▶ _Given passage_:

START

Most days all you really need to do is one important thing. If you can get that out of the way before anything else, you have already succeeded. If you want to be a novelist get up at 6am and write for an hour before work. If you can’t get up early because the kids need to get to school, or your work begins at 6am, write the second you clock out. I stay at my desk at work and write for an hour before I go home and have dinner.

Willpower is a limited resource, it drains from the second you get up in the morning so make sure you spend it on what matters. This is especially true if you’re starting a new habit. You’re going to face a lot of resistance at first.

So, pick one task, and one task only, and make yourself do it as early as you possibly can. I know this sounds stupidly simple. But in practice it can be extremely difficult. We tend to procrastinate and the thing we push off the most is the thing that is often the most important. We do this because with importance comes weight, anxiety and pressure. Wake up and it get it out of the way before all that pressure can build.

Consistency is Best

Getting up at 6am and writing for an hour might sound realistic on paper, but there’s going to be that Monday were you stayed up too late last night binging Narcos on Netflix because you were depressed the weekend was over and didn’t want to go back to work; that Monday is going to suck and when you first start you’re going to have a lot of those Mondays.

The important thing here is not to go back to bed and try again on Tuesday, it’s to get up. Yes, that’s going to be hard, yes, anything you write is probably going to be awful, and yes, you almost assuredly aren’t going to write for a full hour. But that’s okay. The most important thing is that you consistently get up and try. If the idea of an hour is too intimidating that day, tell yourself you only have to do twenty minutes. If you’re worried about quality, give yourself permission to suck, just do it.

Goals are not met by crushing it one day a week and sleeping in all the others. They are met by consistently doing a little every day. Some days are going to be a wash, but that’s fine, if you got up and write, then you succeed, even if you’re just deleting it all the next day. You learned something, you strengthened a habit, you earned yourself a gold star.

END

▶ _Set of tasks_:
1. Return the passage on building a writing habit word for word, everything from "The important thing" down to "just do it.".
2. Extend the passage on building a daily writing habit, picking up right after its final sentence.
The rows that come after this passage play no part in the work here.

▶ _Provided material_:
START

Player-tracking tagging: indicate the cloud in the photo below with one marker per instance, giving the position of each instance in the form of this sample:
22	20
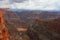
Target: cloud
32	4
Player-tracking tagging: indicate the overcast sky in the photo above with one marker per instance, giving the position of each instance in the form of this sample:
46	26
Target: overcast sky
31	4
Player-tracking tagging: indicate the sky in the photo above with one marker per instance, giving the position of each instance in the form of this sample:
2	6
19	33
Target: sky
31	4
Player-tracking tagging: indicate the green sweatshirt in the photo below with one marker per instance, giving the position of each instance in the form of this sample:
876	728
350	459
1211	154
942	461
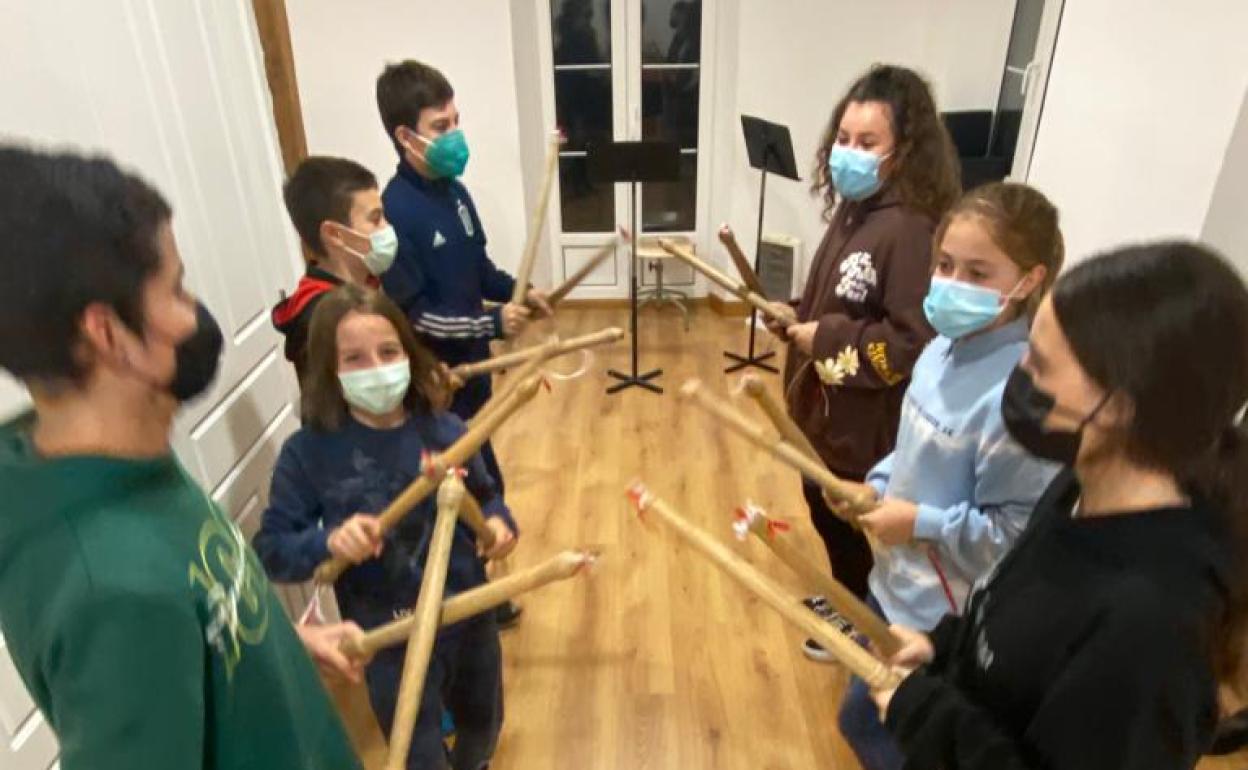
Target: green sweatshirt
142	624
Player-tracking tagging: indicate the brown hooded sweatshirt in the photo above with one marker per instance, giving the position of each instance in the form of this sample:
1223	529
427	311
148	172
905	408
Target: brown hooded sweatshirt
866	290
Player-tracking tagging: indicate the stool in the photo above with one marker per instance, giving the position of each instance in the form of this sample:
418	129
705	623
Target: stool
660	295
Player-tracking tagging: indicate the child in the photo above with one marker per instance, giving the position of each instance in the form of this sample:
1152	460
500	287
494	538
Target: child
957	491
887	172
442	273
134	610
336	207
366	428
1100	640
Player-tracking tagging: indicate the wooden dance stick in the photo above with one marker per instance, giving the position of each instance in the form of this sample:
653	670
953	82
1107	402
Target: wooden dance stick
779	448
523	375
424	628
573	281
739	290
855	658
474	602
743	265
538	224
775	411
454	456
824	584
507	361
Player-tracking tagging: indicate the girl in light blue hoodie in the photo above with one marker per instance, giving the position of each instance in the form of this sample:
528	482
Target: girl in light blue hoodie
957	491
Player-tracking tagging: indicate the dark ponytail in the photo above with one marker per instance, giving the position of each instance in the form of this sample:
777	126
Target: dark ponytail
1166	325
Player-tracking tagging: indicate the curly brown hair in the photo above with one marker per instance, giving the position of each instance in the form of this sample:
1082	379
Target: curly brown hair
924	164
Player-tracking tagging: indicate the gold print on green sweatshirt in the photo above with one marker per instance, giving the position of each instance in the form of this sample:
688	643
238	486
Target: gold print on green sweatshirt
235	593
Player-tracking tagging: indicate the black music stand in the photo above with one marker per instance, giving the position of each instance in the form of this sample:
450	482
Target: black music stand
633	162
770	149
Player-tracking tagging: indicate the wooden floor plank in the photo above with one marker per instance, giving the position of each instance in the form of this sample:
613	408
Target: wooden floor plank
657	660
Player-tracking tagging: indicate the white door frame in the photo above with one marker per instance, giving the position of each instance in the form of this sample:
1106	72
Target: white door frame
1035	84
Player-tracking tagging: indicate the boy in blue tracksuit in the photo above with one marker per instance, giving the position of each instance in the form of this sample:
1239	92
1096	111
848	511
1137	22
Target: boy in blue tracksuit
957	491
442	273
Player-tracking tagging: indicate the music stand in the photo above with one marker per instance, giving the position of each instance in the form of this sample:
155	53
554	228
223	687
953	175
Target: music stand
770	150
633	162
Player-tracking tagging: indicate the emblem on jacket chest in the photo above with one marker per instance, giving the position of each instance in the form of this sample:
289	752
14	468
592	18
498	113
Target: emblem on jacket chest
858	277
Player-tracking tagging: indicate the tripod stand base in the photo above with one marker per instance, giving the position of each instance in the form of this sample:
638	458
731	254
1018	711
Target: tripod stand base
628	381
750	361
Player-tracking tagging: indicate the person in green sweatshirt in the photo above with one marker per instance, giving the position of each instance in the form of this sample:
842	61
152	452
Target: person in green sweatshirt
134	610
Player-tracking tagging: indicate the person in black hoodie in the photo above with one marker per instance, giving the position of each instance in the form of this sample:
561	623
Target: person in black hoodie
1100	640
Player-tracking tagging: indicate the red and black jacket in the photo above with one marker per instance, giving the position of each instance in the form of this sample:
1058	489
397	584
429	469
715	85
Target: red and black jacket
293	313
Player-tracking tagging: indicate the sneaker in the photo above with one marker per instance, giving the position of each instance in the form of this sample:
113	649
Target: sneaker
508	614
820	607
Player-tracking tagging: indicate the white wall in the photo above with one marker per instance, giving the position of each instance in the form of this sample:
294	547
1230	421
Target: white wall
1226	226
793	61
1138	114
532	134
340	50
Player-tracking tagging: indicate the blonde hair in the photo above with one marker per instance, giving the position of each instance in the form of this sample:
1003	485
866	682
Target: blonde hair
1021	222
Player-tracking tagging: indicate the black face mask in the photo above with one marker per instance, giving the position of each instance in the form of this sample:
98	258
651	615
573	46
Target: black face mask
197	357
1025	408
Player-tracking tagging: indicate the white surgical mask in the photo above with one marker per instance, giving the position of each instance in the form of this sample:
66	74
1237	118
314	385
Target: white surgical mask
382	248
380	389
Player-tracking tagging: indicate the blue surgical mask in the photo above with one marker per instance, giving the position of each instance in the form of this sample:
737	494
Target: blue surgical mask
380	389
447	155
854	172
382	247
956	310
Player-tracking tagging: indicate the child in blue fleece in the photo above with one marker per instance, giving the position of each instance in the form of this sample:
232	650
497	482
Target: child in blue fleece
366	429
957	491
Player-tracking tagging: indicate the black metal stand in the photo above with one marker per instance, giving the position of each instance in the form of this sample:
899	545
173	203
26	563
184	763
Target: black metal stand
750	360
628	380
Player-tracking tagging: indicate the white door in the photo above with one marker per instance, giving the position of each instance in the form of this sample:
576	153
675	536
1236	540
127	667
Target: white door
176	91
1028	61
625	70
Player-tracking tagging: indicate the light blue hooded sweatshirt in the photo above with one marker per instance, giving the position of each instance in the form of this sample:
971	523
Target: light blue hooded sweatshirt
974	484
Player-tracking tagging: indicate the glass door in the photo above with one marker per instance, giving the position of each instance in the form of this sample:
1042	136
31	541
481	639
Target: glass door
624	70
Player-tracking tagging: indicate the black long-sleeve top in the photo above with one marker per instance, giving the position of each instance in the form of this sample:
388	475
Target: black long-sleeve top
1088	647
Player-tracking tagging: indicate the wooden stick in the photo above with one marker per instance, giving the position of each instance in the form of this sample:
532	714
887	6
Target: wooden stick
775	411
531	246
739	290
424	629
859	660
573	281
507	361
824	584
743	265
472	516
527	371
779	448
454	456
474	602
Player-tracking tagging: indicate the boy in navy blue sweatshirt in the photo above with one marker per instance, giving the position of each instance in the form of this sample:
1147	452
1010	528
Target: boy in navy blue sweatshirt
442	273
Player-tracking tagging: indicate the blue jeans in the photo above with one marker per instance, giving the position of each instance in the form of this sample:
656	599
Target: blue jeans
860	724
466	679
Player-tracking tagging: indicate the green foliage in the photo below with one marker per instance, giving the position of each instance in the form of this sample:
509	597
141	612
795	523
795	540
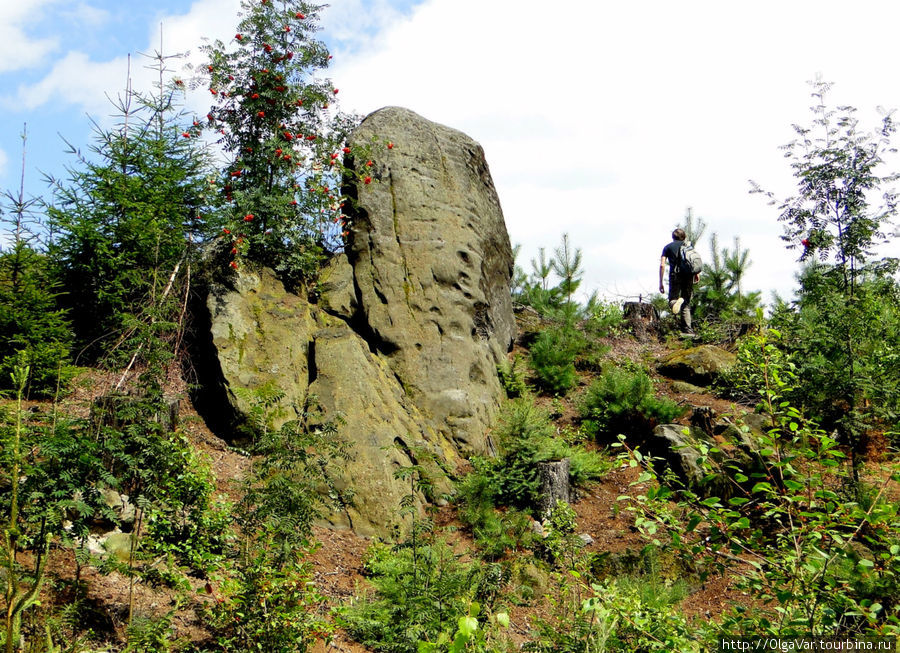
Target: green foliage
128	218
603	319
151	635
614	616
283	182
512	377
266	607
561	546
37	333
187	522
824	555
845	349
22	587
624	402
552	357
422	589
269	602
833	217
470	635
526	437
720	303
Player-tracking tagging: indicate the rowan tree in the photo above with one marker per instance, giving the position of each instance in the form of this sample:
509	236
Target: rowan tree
278	125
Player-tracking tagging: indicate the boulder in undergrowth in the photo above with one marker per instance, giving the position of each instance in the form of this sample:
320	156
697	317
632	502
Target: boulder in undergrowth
697	365
432	264
399	340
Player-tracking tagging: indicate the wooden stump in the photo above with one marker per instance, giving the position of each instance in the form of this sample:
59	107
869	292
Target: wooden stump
554	476
704	418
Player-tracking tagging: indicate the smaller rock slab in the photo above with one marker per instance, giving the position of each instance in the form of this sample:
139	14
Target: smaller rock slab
697	365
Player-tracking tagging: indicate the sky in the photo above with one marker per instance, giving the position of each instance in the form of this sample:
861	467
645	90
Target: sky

END

▶ _Answers for the tasks_:
1.
The important thing here is not to go back to bed and try again on Tuesday, it’s to get up. Yes, that’s going to be hard, yes, anything you write is probably going to be awful, and yes, you almost assuredly aren’t going to write for a full hour. But that’s okay. The most important thing is that you consistently get up and try. If the idea of an hour is too intimidating that day, tell yourself you only have to do twenty minutes. If you’re worried about quality, give yourself permission to suck, just do it.

2.
Track Your Progress

When I say ‘earned a gold star’ I mean that literally (or, kind of literally? The word ‘literally’ has been in a weird place for a while now.) Rewarding yourself for completing a task is an important part of building a habit. And tracking tasks can help you set more realistic goals and modify goals you’ve already set.

I keep a white board where I give myself a tally for every day I write for an hour or for every query letter I send or even for every blog post I write. I then feed all my tracked goals into a spreadsheet, so I can figure out how much I’ve progressed or where I need to improve. The tallies also have the added benefit of acting as a reward. I feel a rush of dopamine every time I put up a mark on the board.

Tracking your goals helps build momentum and rewards can keep that momentum going. Pick rewards that are manageable or that will link the habit in your mind. Maybe you write in café every morning and the reward is a cup of coffee. Maybe you can only listen to your favorite podcast while on the elliptical at the gym. Think of small, pleasurable things that you can often repeat.

The end goal is to create good habits, habits are the building blocks that goals are constructed out of. They assure that you keep going without having to put in much will or thought. I’ll discuss habits in greater detail in my next post, for now pick that one important thing and get started!

How to set Goals for the New Year

How to set Goals for the New Year

January is the beginning of a new year, a time for renewals and resolutions. I find this period to be extremely cathartic. For the last five years, I’ve spent every January 1st reflecting on the previous year and setting goals for the new one. If you don’t set yearly goals, it’s not too late and it can really help you push forward with your writing, weight loss or anything else you’re looking to accomplish. Here some tips to help you start.

Pick the Right Goal

Goal setting is tough. Most people have a general idea of what they want: more money, a romantic partner, a three-book deal (Yes, please!). But it can be hard to deconstruct these general desires into achievable goals. A goal should be something you can track and something that can be broken down into further steps and due dates. Getting a new job, is a good example. You don’t have the ultimate say in being hired somewhere, but you can plot ways that can improve your odds or output like apply to five jobs a week, or go for a certificate, or go to a conference to do some networking.

It’s important to pick something that is achievable, but not easy. Losing five pounds in a year is doable, losing fifty might be unrealistic. You want something in between, something that feels slightly out of reach. This is a ‘Stretch Goal’. A Stretch Goal is a goal that while, not impossible, feels unlikely. It requires dedication to meet and creates just the right amount of pressure to force you to think creatively.

My stretch goal this year is to write a new novel draft in six months. I have never completed a draft in less than nine months. This goal forces me to reevaluate my novel process, maybe do an outline first, or pick a smaller project (100,000 rather 200,000 words) or find a more consistent writing schedule.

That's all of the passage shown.